[BEGIN TEXT EXTRACT]

I'm not sure who all to include in this email, but I'm starting with
this list to start.

Probably obvious to those in this email list, I'm testing a VSC7512 dev
board controlled via SPI. The patches are still out-of-tree, but I
figured I'll report these findings, since they seem real.

My setup is port 0 of the 7512 is tied to a Beaglebone Black. Port 1 is
tied to my development PC. Ports 2 and 3 are tied together to test STP.

I run the commands:

ip link set eth0 up
ip link set swp[1-3] up
ip link add name br0 type bridge stp_state 1
ip link set dev swp[1-3] master br0
ip addr add 10.100.3.1/16 dev br0
ip link set dev br0 up

After running this, the STP blocks swp3, and swp1/2 are forwarding.

Periodically I see messages saying that swp2 is receiving packets with
own address as source address.

I can confirm that via ethtool that TX packets are increasing on swp3. I
believe I captured the event via tshark. A 4 minute capture showed three
non-STP packets on swp2. All three of these packets are ICMPv6 Router
Solicitation packets. 

I would expect no packets at all to egress swp3. Is this an issue that
is unique to me and my in-development configuration? Or is this an issue
with all Ocelot / Felix devices?

If this is an Ocelot thing, I can try to come up with a different test 
setup to capture more data... printing the packet when it is received,
capturing the traffic externally, capturing eth0 traffic to see if it is
coming from the kernel or being hardware-forwarded...

(side note - if there's a place where a parser for Ocelot NPI traffic is
hidden, that might eventually save me a lot of debugging in Lua)


An idea of how frequently this happens - my system has been currently up
for 3700 seconds. Eight "own address as source address" events have
happened at 66, 96, 156, 279, 509, 996, 1897, and 3699 seconds. 

Thanks, 

Colin Foster

^ permalink raw reply	[flat|nested] 8+ messages in thread

* Re: packets trickling out of STP-blocked ports
  2021-12-30 23:07 packets trickling out of STP-blocked ports Colin Foster
@ 2021-12-31  0:28 ` Vladimir Oltean
  2022-01-01 16:04   ` Vladimir Oltean
  2021-12-31 10:27 ` Alexandre Belloni
  1 sibling, 1 reply; 8+ messages in thread
From: Vladimir Oltean @ 2021-12-31  0:28 UTC (permalink / raw)
  To: Colin Foster; +Cc: netdev, Alexandre Belloni, Horatiu Vultur

Hi Colin,

On Thu, Dec 30, 2021 at 03:07:40PM -0800, Colin Foster wrote:
> After running this, the STP blocks swp3, and swp1/2 are forwarding.
>
> Periodically I see messages saying that swp2 is receiving packets with
> own address as source address.
>
> I can confirm that via ethtool that TX packets are increasing on swp3. I
> believe I captured the event via tshark. A 4 minute capture showed three
> non-STP packets on swp2. All three of these packets are ICMPv6 Router
> Solicitation packets.
>
> I would expect no packets at all to egress swp3. Is this an issue that
> is unique to me and my in-development configuration? Or is this an issue
> with all Ocelot / Felix devices?

I don't remember noticing these (or maybe I did and I forgot), but
reasoning about it, it's a pretty logical consequence of some of the
design decisions that were made.

One would think that when a network interface is under a bridge, it is
unavailable for direct IP termination by itself - you do the IP
termination through the br0 interface. But that isn't really enforced
anywhere - it's just that the bridge breaks IP termination by default on
its individual member ports by stealing all their traffic with its RX handler.

[END TEXT EXTRACT]
[BEGIN INFORMATION SHOWN]

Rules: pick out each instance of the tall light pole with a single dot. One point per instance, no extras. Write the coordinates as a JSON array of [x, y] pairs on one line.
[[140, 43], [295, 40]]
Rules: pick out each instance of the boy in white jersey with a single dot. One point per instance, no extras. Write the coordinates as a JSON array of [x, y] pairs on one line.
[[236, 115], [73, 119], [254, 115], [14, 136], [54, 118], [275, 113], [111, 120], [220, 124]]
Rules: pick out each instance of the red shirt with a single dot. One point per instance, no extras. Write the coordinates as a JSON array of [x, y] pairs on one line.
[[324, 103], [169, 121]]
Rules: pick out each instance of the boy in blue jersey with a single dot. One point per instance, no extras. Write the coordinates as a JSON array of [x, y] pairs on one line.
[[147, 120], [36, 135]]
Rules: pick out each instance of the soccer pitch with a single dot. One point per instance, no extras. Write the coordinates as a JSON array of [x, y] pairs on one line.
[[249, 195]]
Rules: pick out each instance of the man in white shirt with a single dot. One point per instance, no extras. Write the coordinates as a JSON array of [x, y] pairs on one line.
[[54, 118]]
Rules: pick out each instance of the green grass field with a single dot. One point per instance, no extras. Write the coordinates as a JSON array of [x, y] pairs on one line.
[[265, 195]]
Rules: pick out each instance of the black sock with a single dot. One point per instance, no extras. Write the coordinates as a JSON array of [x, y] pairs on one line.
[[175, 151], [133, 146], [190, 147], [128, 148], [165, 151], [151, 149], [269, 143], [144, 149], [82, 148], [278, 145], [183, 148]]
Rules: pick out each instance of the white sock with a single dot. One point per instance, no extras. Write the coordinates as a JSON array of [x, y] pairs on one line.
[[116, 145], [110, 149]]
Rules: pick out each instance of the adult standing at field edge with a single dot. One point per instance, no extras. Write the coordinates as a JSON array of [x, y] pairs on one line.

[END INFORMATION SHOWN]

TASKS TO CARRY OUT –
1/ Reproduce everything in the STP thread from "Probably obvious to" down to "they seem real.".
2/ According to the reply in the STP thread, why does IP termination on a bridge's individual member ports not work by default? Explain in one to three sentences.
The data come from a separate source from the STP thread.

FINAL ANSWERS –
1/
Probably obvious to those in this email list, I'm testing a VSC7512 dev
board controlled via SPI. The patches are still out-of-tree, but I
figured I'll report these findings, since they seem real.

2/ The bridge takes all of its member ports' traffic with its RX handler, and that breaks IP termination on those ports by default. The restriction is not actually enforced anywhere else. IP termination is meant to happen through the br0 interface instead.